(Dataset rows)
========================

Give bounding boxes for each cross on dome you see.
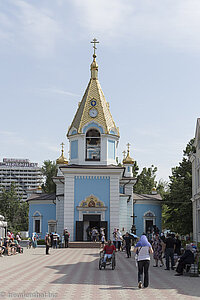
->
[90,38,99,57]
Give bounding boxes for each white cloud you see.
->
[71,0,200,50]
[39,88,81,97]
[0,0,61,57]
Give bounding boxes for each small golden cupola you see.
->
[123,143,134,177]
[56,143,68,165]
[123,143,134,165]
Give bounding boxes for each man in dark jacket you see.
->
[63,228,70,248]
[45,233,51,255]
[165,233,175,270]
[123,232,132,258]
[175,244,194,276]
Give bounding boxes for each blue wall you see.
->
[70,140,78,159]
[74,176,110,240]
[134,203,162,236]
[108,140,115,159]
[29,204,56,239]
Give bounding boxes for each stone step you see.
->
[69,242,101,248]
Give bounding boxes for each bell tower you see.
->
[67,39,119,165]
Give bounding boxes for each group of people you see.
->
[134,233,195,288]
[103,229,195,288]
[152,233,195,276]
[0,231,23,257]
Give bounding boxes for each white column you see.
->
[110,176,119,238]
[64,175,74,241]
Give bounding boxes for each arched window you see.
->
[85,129,101,161]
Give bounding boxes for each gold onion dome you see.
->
[56,143,68,165]
[123,143,134,165]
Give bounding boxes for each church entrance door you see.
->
[76,214,107,241]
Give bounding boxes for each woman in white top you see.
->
[134,235,153,288]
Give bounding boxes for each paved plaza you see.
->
[0,248,200,300]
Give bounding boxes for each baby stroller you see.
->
[99,251,116,270]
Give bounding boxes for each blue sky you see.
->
[0,0,200,180]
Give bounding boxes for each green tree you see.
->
[163,139,194,234]
[133,165,157,194]
[41,160,57,194]
[0,184,28,231]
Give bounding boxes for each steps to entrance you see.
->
[69,242,101,248]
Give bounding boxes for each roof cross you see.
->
[60,143,65,154]
[90,38,99,56]
[122,150,126,159]
[126,143,131,152]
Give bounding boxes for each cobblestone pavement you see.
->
[0,248,200,300]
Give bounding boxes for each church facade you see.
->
[28,42,162,241]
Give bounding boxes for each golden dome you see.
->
[56,143,68,165]
[123,153,134,165]
[123,143,134,165]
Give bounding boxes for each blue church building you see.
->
[27,40,161,241]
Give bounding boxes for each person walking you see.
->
[45,233,51,255]
[165,233,176,270]
[152,234,163,267]
[117,228,122,251]
[123,232,133,258]
[174,234,181,256]
[134,234,153,289]
[63,228,70,248]
[113,228,117,248]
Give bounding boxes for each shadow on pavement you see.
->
[46,253,200,298]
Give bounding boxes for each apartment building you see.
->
[0,158,42,200]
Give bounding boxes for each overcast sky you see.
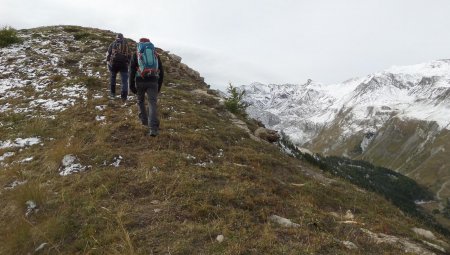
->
[0,0,450,89]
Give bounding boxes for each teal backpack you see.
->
[136,38,159,78]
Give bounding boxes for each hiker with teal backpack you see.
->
[129,38,164,136]
[106,33,130,102]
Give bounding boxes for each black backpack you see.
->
[111,40,129,65]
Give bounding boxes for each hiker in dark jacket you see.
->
[129,38,164,136]
[106,34,130,101]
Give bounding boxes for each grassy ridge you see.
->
[0,27,445,254]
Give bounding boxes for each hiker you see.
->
[129,38,164,136]
[106,33,131,102]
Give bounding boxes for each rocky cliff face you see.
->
[241,60,450,197]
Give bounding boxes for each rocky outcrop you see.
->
[255,127,280,143]
[158,49,207,86]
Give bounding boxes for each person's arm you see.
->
[158,56,164,92]
[106,43,112,62]
[128,54,137,94]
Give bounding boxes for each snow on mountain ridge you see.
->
[240,60,450,144]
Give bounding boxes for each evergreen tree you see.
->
[225,83,248,116]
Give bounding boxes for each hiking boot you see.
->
[149,129,159,137]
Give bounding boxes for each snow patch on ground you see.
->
[0,137,41,149]
[59,154,87,176]
[4,180,27,190]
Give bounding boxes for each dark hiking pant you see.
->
[136,81,159,131]
[109,65,128,99]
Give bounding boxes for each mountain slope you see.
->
[0,26,449,254]
[241,60,450,201]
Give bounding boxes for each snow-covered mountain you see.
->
[240,59,450,199]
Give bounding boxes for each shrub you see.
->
[225,83,248,116]
[0,26,22,48]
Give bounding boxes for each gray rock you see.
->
[255,127,280,143]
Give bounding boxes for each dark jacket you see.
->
[128,52,164,94]
[106,39,131,72]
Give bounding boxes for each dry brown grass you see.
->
[0,27,450,255]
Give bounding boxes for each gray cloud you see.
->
[0,0,450,88]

========================

Problem requirements. Please format every item above as a two-column CSV with the headers instruction and boxes, one row per item. Put the item's text and its answer each in a single quoted field with line breaks turned into spaces, and leave the pictures out.

Answer in full.
instruction,boxes
"Give bounding boxes for each cross on dome you see. ->","[90,38,99,57]"
"Give bounding boxes for each white cloud you see. ->","[71,0,200,50] [39,88,81,97] [0,0,61,57]"
"Give bounding boxes for each small golden cupola you see. ->","[123,143,134,177] [56,143,68,165] [123,143,134,165]"
"Give bounding boxes for each man in dark jacket you see. ->","[63,228,70,248] [45,233,51,255] [165,233,175,270] [123,232,132,258] [175,244,194,276]"
"Give bounding boxes for each blue wall you see. ->","[70,140,78,159] [74,176,110,240] [134,203,162,236] [108,140,115,159] [29,204,56,239]"
"Give bounding boxes for each stone step you see. ->","[69,242,101,248]"
"Give bounding boxes for each bell tower you see. ->","[67,39,119,165]"
"Give bounding boxes for each group of people you see. ->","[134,233,195,288] [103,229,195,288] [152,233,195,276] [0,231,23,257]"
"Give bounding boxes for each white column you see. ->","[110,176,119,238] [64,175,74,241]"
"Give bounding boxes for each arched window you see. ->","[85,129,101,161]"
"Give bounding boxes for each gold onion dome you see. ->","[56,143,68,165] [123,143,134,165]"
"Give bounding boxes for each church entrance door you see. ->","[76,214,107,241]"
"Give bounding boxes for each woman in white top you see. ->","[134,235,153,288]"
"Give bounding boxes for each paved plaza you see. ->","[0,248,200,300]"
"Give bounding boxes for each baby stroller you see. ->","[99,251,116,270]"
"Give bounding boxes for each blue sky you see. ->","[0,0,200,180]"
"Give bounding boxes for each green tree you see. ->","[163,139,194,234] [133,165,157,194] [41,160,57,194] [0,184,28,231]"
"Give bounding boxes for each steps to entrance you see. ->","[69,242,101,248]"
"Give bounding boxes for each roof cross you see. ->","[60,143,65,154] [90,38,99,56] [122,150,126,159] [126,143,131,152]"
"Give bounding boxes for each cobblestone pavement you see. ->","[0,248,200,300]"
"Give bounding boxes for each church facade you see. ->","[28,42,162,241]"
"Give bounding boxes for each golden dome you see. ->","[56,143,68,165] [123,153,134,165] [123,143,134,165]"
"Give bounding boxes for each blue church building you see. ->","[27,40,161,241]"
"Give bounding boxes for each person walking you see. ->","[45,233,51,255] [165,233,176,270] [152,234,163,267] [117,228,122,251] [123,232,133,258] [174,234,181,256] [134,234,153,289] [63,228,70,248] [113,228,117,248]"
"Give bounding boxes for each shadow on pavement you see. ->","[46,253,200,298]"
"Give bounding boxes for each apartment building you see. ->","[0,158,42,200]"
"Give bounding boxes for each overcast sky you see. ->","[0,0,450,89]"
"Give bounding boxes for each teal backpack you see. ->","[136,38,159,78]"
"Give bounding boxes for each hiker with teal backpack you see. ->","[129,38,164,136] [106,33,130,102]"
"Give bounding boxes for each black backpack you see. ->","[111,40,129,65]"
"Give bounding boxes for each hiker in dark jacket you see. ->","[129,38,164,136] [106,34,130,101]"
"Give bounding boxes for each grassy ridge you see. ->","[0,27,445,254]"
"Give bounding boxes for each hiker you see. ->","[129,38,164,136] [106,33,131,102]"
"Give bounding boxes for each rocky cliff face you see. ->","[241,60,450,197]"
"Give bounding boxes for each rocky outcrop you see. ->","[255,127,280,143] [158,49,207,86]"
"Give bounding boxes for each person's arm you see. ->","[158,56,164,92] [106,43,112,62] [128,54,137,94]"
"Give bounding boxes for each snow on mountain ridge you see. ->","[240,60,450,144]"
"Give bounding boxes for each evergreen tree you see. ->","[225,83,248,116]"
"Give bounding boxes for each hiking boot you see. ->","[149,129,159,137]"
"Give bounding boxes for each snow patch on ground you see. ->","[0,137,41,149] [59,154,87,176] [4,180,27,190]"
"Give bounding boxes for each dark hiking pant you see. ->","[136,81,159,131] [109,65,128,99]"
"Give bounding boxes for each mountain slope you see. ->","[0,26,449,254] [241,60,450,201]"
"Give bounding boxes for each snow-covered mountain you see. ->","[240,59,450,199]"
"Give bounding boxes for each shrub you see. ->","[225,83,248,116] [0,26,22,48]"
"Give bounding boxes for each gray rock you see. ->","[255,127,280,143]"
"Give bounding boxes for each dark jacket you see. ->","[128,52,164,94] [106,39,131,72]"
"Give bounding boxes for each dry brown grass you see. ->","[0,27,450,255]"
"Give bounding boxes for each gray cloud you see. ->","[0,0,450,88]"